Copy each item below word for word, without changing anything.

DATA ENTRIES:

▼

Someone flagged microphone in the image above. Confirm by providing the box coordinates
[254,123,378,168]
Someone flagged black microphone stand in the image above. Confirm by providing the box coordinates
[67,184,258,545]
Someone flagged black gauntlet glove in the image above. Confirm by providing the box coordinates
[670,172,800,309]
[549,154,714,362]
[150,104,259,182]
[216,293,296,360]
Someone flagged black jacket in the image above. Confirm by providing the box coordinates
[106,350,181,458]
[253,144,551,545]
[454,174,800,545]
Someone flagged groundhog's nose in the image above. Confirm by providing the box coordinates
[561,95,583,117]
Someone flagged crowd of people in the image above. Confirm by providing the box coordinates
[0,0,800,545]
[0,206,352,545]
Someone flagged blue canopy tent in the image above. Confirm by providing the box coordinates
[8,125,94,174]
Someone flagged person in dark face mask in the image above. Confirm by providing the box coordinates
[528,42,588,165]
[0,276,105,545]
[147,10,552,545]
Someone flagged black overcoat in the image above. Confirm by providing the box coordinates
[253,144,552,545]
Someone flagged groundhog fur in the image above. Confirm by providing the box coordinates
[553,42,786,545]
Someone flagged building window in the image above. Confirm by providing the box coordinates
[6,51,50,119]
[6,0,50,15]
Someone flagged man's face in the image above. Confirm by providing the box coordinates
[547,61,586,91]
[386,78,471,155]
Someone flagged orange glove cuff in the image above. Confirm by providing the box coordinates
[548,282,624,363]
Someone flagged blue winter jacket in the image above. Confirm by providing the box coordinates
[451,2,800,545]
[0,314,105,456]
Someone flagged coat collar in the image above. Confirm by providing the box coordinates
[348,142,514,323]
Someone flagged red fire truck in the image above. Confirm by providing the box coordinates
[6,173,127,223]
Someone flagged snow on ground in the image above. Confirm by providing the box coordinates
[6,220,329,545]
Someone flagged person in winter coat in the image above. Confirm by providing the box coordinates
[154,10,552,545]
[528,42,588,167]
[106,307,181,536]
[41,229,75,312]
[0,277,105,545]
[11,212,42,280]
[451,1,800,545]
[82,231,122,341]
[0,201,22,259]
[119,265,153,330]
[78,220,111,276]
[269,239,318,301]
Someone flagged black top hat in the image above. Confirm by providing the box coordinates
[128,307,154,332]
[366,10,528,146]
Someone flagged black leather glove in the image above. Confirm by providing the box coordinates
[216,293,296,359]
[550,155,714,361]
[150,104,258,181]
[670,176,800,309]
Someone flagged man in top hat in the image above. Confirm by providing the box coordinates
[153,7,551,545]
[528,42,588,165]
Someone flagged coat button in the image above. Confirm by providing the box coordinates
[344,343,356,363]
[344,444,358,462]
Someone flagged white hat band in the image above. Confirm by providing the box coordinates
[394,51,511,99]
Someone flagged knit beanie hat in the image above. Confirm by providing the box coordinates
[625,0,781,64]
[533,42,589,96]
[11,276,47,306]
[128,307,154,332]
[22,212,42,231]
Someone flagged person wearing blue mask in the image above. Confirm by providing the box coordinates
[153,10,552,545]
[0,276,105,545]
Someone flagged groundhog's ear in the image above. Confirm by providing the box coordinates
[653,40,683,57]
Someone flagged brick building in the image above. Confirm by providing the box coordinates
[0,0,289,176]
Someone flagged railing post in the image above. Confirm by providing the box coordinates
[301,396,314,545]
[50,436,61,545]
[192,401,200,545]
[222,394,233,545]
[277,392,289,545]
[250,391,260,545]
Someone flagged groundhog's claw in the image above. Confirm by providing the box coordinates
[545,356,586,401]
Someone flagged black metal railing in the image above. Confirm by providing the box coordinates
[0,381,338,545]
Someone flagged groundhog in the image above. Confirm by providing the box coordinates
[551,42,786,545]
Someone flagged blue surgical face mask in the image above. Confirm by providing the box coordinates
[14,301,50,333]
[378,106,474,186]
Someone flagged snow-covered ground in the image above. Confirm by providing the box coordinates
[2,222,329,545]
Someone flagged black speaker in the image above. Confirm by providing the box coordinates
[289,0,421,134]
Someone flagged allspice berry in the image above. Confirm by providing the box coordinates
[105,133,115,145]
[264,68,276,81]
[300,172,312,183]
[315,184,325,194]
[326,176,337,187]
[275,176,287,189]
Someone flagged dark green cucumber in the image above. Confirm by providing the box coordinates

▲

TASK RESPONSE:
Someone flagged microphone in the image above. Confirm by providing the box coordinates
[254,123,378,168]
Someone flagged black microphone stand in the image above. Confirm by providing the box coordinates
[67,184,258,545]
Someone flagged black gauntlet glove in the image above. Confirm by providing the box coordinates
[670,172,800,309]
[549,154,714,362]
[150,104,259,182]
[216,293,296,360]
Someone flagged black jacket in the image above. Confirm by providing the box coordinates
[106,350,181,458]
[253,144,551,545]
[454,174,800,545]
Someone flagged groundhog's nose in the image above. Confirm by providing the box coordinates
[561,95,583,117]
Someone flagged crowd of people in the image above. Confirm by providing the box coordinates
[0,0,800,545]
[0,206,352,545]
Someone flagged blue canopy tent in the image above. Confirm by providing the box coordinates
[8,125,94,174]
Someone flagged person in dark face mask in the image above. Confirm by providing the box coordinates
[528,42,588,165]
[0,276,105,545]
[147,10,552,545]
Someone flagged black overcoat in the image above. Confirm by providing the box coordinates
[253,144,552,545]
Someone flagged groundhog fur in the image above. Confirm by providing the box coordinates
[553,42,786,545]
Someone flagged building window in the image above. Confirm by providing the box coordinates
[6,51,50,119]
[6,0,50,15]
Someone flagged man's face in the image above. Confirm by providing the box coordinates
[547,61,586,91]
[386,78,471,155]
Someone flagged orange glove cuff in the image above. Confirm by providing the box coordinates
[548,282,624,363]
Someone flagged blue winter jacket in the image above. Confirm by providing the box coordinates
[451,2,800,545]
[0,314,105,456]
Someone flagged coat collar in the image above. Confirm by providing the box coordinates
[348,142,514,323]
Someone flagged red fire truck in the image above. Confirm by providing the box coordinates
[6,173,127,223]
Someone flagged snow on ground in the image above. Confirm by providing the box coordinates
[6,220,329,545]
Someone flagged person in winter coat in the image above. Confirm by providing the box coordinates
[154,10,552,545]
[528,42,588,167]
[106,307,181,536]
[41,229,75,312]
[0,277,105,545]
[11,212,42,280]
[451,1,800,545]
[82,231,122,341]
[0,201,22,259]
[119,265,153,330]
[78,220,111,276]
[269,239,318,301]
Someone flagged black top hat in the image above. Confirm by providing the box coordinates
[128,307,154,332]
[366,10,528,146]
Someone flagged black leather glove in the image above. Confirm by providing the box coordinates
[216,293,296,359]
[550,155,714,361]
[150,104,258,181]
[670,176,800,309]
Someone flagged man in top hat in the image above. Confirm by providing the box coordinates
[153,7,551,545]
[528,42,588,165]
Someone flagged coat button in the image above. Confirm by providing the box coordinates
[344,343,356,363]
[344,444,358,462]
Someone flagged white hat band in the image above. Confirm by providing the box coordinates
[394,51,511,99]
Someone flagged knit beanie hat in the image above. Confirm by providing the box coordinates
[625,0,781,64]
[533,42,589,96]
[11,276,47,306]
[128,307,154,332]
[22,212,42,231]
Someone flagged person wearing blue mask in the image above. Confirm by providing the box coordinates
[153,10,552,545]
[0,276,105,545]
Someone flagged groundhog's ear in the image above. Confirm by providing the box coordinates
[653,40,683,57]
Someone flagged brick building in the image above. Confirm by providing the box coordinates
[0,0,289,176]
Someone flagged railing post in the image above. Confirm by providing the box coordinates
[301,396,314,545]
[50,436,61,545]
[192,401,200,545]
[222,394,233,545]
[277,392,289,545]
[250,391,260,545]
Someone flagged groundhog's claw in the image above. Confirm by providing the box coordinates
[545,356,586,401]
Someone flagged black metal railing in the image above. Confirm by providing the box coordinates
[0,381,338,545]
Someone flagged groundhog in the image above. Confirm by providing the box coordinates
[551,42,786,545]
Someone flagged blue surgical face mask in the image above. Confirm by providing the box coordinates
[14,301,50,333]
[378,106,474,186]
Someone flagged snow-covered ground in the image above. Confirm by providing the box coordinates
[2,222,329,545]
Someone flagged black speaker in the image above. Confirm by providing the box coordinates
[289,0,421,134]
Someone flagged allspice berry in the image above. Confirm by providing the box coordinates
[105,133,115,145]
[264,68,276,81]
[300,172,312,183]
[315,184,325,194]
[326,176,337,187]
[275,176,287,189]
Someone flagged dark green cucumber in the image above. Confirm by providing the box coordinates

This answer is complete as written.